● **Given instruction**: Edit the lines below so that each "camera-trap tally" becomes "wildlife survey", and keep everything else unchanged.

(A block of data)
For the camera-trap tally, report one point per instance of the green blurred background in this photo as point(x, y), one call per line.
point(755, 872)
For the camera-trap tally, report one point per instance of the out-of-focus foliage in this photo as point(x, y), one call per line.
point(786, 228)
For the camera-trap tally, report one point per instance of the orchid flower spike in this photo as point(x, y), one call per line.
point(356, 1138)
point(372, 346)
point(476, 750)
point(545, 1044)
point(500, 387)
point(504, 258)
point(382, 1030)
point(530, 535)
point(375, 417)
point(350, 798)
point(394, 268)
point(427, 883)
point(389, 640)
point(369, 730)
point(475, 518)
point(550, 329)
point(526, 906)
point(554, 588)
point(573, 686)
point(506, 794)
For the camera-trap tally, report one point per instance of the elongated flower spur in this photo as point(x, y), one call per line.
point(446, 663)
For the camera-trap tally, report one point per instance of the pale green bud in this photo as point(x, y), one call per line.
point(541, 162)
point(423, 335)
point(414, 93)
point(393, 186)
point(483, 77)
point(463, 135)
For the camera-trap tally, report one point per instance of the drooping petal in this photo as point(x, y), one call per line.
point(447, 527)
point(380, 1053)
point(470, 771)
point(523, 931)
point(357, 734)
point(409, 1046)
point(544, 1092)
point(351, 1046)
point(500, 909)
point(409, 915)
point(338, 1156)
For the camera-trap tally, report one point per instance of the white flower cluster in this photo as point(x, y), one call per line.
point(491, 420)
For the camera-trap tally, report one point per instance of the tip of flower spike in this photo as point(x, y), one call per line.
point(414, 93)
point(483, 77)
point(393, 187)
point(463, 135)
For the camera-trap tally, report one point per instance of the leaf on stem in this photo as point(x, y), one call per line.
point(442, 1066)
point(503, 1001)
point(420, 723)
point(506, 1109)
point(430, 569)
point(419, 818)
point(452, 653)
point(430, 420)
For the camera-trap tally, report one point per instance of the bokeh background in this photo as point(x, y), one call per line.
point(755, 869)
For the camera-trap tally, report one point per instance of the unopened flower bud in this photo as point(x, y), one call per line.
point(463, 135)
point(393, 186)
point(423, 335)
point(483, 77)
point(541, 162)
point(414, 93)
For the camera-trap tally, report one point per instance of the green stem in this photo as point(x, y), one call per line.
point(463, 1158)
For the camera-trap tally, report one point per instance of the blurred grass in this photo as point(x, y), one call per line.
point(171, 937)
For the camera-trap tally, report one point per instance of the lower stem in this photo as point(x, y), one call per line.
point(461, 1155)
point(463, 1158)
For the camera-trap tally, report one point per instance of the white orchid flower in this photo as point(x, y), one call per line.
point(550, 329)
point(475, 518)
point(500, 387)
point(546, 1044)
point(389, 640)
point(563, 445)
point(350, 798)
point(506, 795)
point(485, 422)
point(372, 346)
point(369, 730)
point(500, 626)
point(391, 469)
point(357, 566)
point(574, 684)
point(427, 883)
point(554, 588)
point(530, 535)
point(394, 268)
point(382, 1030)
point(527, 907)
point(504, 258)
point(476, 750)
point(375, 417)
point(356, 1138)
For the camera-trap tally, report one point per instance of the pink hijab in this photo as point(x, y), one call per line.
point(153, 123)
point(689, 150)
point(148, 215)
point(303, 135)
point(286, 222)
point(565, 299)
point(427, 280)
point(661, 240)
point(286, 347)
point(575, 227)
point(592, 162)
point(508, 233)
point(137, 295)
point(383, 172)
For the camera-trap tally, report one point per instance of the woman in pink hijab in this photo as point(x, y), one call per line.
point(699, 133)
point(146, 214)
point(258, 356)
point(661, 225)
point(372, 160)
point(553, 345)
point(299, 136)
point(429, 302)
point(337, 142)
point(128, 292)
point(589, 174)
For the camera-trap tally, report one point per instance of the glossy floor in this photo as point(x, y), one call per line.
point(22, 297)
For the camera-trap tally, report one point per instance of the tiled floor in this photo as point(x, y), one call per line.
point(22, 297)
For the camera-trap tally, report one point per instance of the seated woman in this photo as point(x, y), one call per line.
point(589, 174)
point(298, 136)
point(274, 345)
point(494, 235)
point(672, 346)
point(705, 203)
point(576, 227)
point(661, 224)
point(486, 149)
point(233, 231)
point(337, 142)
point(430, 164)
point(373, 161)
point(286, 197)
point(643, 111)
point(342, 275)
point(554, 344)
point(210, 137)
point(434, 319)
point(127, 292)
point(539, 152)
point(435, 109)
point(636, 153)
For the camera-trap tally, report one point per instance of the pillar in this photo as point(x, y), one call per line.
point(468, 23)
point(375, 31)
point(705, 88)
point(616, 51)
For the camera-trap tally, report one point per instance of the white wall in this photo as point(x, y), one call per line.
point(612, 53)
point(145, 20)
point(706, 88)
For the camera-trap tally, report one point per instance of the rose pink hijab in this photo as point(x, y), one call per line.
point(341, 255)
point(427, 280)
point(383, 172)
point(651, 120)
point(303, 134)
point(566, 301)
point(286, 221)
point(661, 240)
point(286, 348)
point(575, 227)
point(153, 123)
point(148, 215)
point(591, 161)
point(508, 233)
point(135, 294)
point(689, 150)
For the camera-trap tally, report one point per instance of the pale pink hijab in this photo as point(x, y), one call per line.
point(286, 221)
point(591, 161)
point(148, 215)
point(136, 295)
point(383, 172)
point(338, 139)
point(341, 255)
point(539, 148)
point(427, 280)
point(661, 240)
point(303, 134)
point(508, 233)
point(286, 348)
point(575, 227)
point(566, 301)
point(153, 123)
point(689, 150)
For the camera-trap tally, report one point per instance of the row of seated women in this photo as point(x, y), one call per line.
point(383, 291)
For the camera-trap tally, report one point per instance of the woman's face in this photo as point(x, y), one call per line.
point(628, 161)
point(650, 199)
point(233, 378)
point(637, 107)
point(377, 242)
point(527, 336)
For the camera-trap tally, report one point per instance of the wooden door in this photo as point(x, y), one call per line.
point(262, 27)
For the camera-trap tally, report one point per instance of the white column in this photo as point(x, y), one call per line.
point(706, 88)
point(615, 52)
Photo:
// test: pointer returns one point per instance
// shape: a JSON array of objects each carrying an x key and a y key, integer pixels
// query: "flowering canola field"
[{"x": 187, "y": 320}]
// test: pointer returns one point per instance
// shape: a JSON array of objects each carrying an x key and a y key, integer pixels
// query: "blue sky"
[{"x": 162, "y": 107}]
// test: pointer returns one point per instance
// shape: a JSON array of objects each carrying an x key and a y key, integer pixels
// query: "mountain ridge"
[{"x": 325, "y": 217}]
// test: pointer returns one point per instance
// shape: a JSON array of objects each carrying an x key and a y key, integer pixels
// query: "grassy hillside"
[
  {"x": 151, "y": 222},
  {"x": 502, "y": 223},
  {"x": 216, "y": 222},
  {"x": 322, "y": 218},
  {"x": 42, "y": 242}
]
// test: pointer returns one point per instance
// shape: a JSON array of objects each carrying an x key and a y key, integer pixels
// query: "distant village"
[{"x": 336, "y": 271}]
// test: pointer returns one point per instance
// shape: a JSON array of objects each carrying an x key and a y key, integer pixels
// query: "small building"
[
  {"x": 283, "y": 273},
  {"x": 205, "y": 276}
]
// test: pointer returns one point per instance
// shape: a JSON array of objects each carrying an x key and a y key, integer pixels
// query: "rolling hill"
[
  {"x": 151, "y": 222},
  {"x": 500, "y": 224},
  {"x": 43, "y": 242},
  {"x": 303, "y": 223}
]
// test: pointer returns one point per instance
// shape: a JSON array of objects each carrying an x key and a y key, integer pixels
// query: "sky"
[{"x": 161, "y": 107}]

● **Final answer**:
For the wildlife survey, report one point per instance of the green blurred background in this photo as point(x, y), one call per line.
point(755, 872)
For the wildlife survey, report one point per instance of the out-of-focus foliage in this photo as point(x, y), one call per line.
point(786, 228)
For the wildlife survey, report one point per instance of the orchid flower spike in this photo as point(x, y), one call per line.
point(356, 1138)
point(372, 346)
point(476, 750)
point(545, 1044)
point(500, 387)
point(504, 258)
point(382, 1030)
point(530, 535)
point(375, 417)
point(350, 798)
point(394, 268)
point(427, 883)
point(389, 640)
point(369, 730)
point(475, 518)
point(550, 329)
point(526, 906)
point(554, 588)
point(573, 686)
point(506, 794)
For the wildlife survey, report one point per instance of the elongated flower spur in this photo as point(x, y), one call per line.
point(446, 663)
For the wildlife survey, report one point per instance of the pale green bud in this photo as point(x, y), one call per line.
point(541, 162)
point(423, 335)
point(414, 93)
point(393, 186)
point(483, 77)
point(463, 135)
For the wildlife survey, report one point per instance of the drooping petal in this photo as point(x, y), one call per line.
point(447, 527)
point(380, 1053)
point(470, 771)
point(523, 931)
point(357, 734)
point(409, 1046)
point(544, 1092)
point(351, 1046)
point(500, 909)
point(409, 915)
point(338, 1156)
For the wildlife survey, report one point per instance of the white flower cluster in this photo as point(x, y), one call per line.
point(491, 420)
For the wildlife survey, report one point per instance of the tip of flower spike in this photo as point(x, y), one call per line.
point(414, 93)
point(483, 77)
point(393, 187)
point(463, 135)
For the wildlife survey, report one point per instance of the leaf on stem in this photo as point(x, y), one call per line.
point(442, 1066)
point(503, 1001)
point(420, 723)
point(506, 1109)
point(430, 569)
point(419, 818)
point(452, 653)
point(430, 420)
For the wildlife survey, report one point per instance of the bokeh background in this photo as point(x, y), one call per line.
point(755, 869)
For the wildlife survey, report one point per instance of the unopened flower bud in this photo as point(x, y), one call per line.
point(463, 135)
point(393, 186)
point(423, 335)
point(483, 77)
point(541, 162)
point(414, 93)
For the wildlife survey, report one point per instance of the green stem in this photo as point(x, y), one call per line.
point(463, 1158)
For the wildlife survey, report one point per instance of the blurred grass in this photo as point(x, y), one call per line.
point(171, 937)
For the wildlife survey, report one point per instance of the lower stem in this photo as point(x, y), one call per line.
point(461, 1155)
point(463, 1158)
For the wildlife survey, report one point per instance of the white orchid flower in this photo as point(x, y), one call per line.
point(550, 329)
point(475, 518)
point(500, 387)
point(546, 1044)
point(389, 640)
point(563, 445)
point(350, 798)
point(506, 795)
point(485, 422)
point(372, 346)
point(369, 730)
point(500, 626)
point(391, 469)
point(357, 566)
point(574, 684)
point(427, 883)
point(554, 588)
point(530, 535)
point(394, 268)
point(382, 1030)
point(527, 907)
point(504, 258)
point(476, 750)
point(375, 417)
point(356, 1138)
For the wildlife survey, report one point per instance of the pink hijab in this photo as point(x, y), one call per line.
point(153, 123)
point(689, 150)
point(148, 215)
point(303, 135)
point(286, 222)
point(565, 299)
point(427, 280)
point(661, 240)
point(286, 347)
point(575, 227)
point(592, 162)
point(508, 233)
point(137, 295)
point(383, 172)
For the wildlife survey, report one point per instance of the woman in pink hijab in this photo as point(x, y), one call per line.
point(699, 133)
point(146, 214)
point(258, 356)
point(661, 225)
point(372, 160)
point(553, 345)
point(299, 136)
point(429, 302)
point(337, 142)
point(128, 292)
point(589, 174)
For the wildlife survey, report one point per instance of the glossy floor in this photo as point(x, y), one call per line.
point(22, 297)
For the wildlife survey, report one point per instance of the tiled floor in this photo as point(x, y), one call per line.
point(22, 297)
For the wildlife survey, report one point per instance of the seated woman in this photo as point(x, y), one call per line.
point(589, 174)
point(298, 136)
point(274, 345)
point(494, 235)
point(672, 346)
point(705, 203)
point(576, 227)
point(661, 224)
point(486, 149)
point(233, 231)
point(337, 142)
point(430, 164)
point(373, 161)
point(286, 197)
point(643, 111)
point(342, 275)
point(554, 344)
point(210, 137)
point(434, 319)
point(127, 292)
point(539, 152)
point(435, 109)
point(636, 153)
For the wildlife survey, report one point per instance of the pillar in this photo as point(x, y), one call per line.
point(468, 23)
point(375, 31)
point(705, 88)
point(616, 51)
For the wildlife survey, report one point per instance of the white wall in this photo as point(x, y), one call per line.
point(612, 53)
point(145, 20)
point(706, 88)
For the wildlife survey, report one point per instance of the rose pink hijab in this photo as point(x, y), one call per line.
point(341, 255)
point(427, 280)
point(383, 172)
point(651, 120)
point(303, 134)
point(566, 301)
point(286, 221)
point(661, 240)
point(286, 348)
point(575, 227)
point(153, 123)
point(148, 215)
point(591, 161)
point(508, 233)
point(135, 294)
point(689, 150)
For the wildlife survey, report one point per instance of the pale pink hijab in this photo as point(x, y), one call per line.
point(286, 221)
point(591, 161)
point(148, 215)
point(136, 295)
point(383, 172)
point(338, 139)
point(341, 255)
point(539, 148)
point(427, 280)
point(661, 240)
point(303, 134)
point(508, 233)
point(286, 348)
point(575, 227)
point(566, 301)
point(153, 123)
point(689, 150)
For the wildlife survey, report one point per instance of the row of seated women in this photo as point(x, y), one call per line.
point(383, 291)
For the wildlife survey, report one point per instance of the woman's face in this photo as point(x, y), one call per line.
point(628, 161)
point(650, 199)
point(233, 378)
point(637, 107)
point(377, 242)
point(527, 336)
For the wildlife survey, report one point per instance of the wooden door in this photo as point(x, y), one call per line.
point(262, 27)
For the wildlife survey, report one point per instance of the white column in this photo as point(x, y), one call per line.
point(706, 88)
point(615, 52)
Photo:
// test: pointer returns one point per instance
// shape: a JSON array of objects each carrying an x key and a y key, integer pixels
// query: "flowering canola field"
[{"x": 187, "y": 320}]
// test: pointer returns one point per instance
// shape: a JSON array of objects each carrying an x key and a y key, integer pixels
// query: "blue sky"
[{"x": 162, "y": 107}]
// test: pointer returns one point per instance
// shape: a JSON array of objects each carrying an x key and a y key, integer pixels
// query: "mountain ridge"
[{"x": 325, "y": 217}]
// test: pointer returns one point per instance
// shape: a JSON array of objects each carrying an x key and a y key, integer pixels
// query: "grassy hillside"
[
  {"x": 151, "y": 222},
  {"x": 502, "y": 223},
  {"x": 216, "y": 222},
  {"x": 322, "y": 218},
  {"x": 42, "y": 242}
]
// test: pointer returns one point per instance
// shape: a JSON array of objects each carrying an x key and a y key, integer pixels
// query: "distant village"
[{"x": 336, "y": 271}]
// test: pointer returns one point per instance
// shape: a JSON array of objects each carrying an x key and a y key, integer pixels
// query: "small building"
[
  {"x": 283, "y": 273},
  {"x": 205, "y": 276}
]
// test: pointer returns one point per instance
// shape: a JSON array of objects each carrying an x key and a y key, integer pixels
// query: "rolling hill"
[
  {"x": 151, "y": 222},
  {"x": 500, "y": 224},
  {"x": 43, "y": 242},
  {"x": 303, "y": 223}
]
// test: pointer returns one point per instance
// shape: a JSON array of objects each carrying an x key and a y key, integer pixels
// query: "sky"
[{"x": 161, "y": 107}]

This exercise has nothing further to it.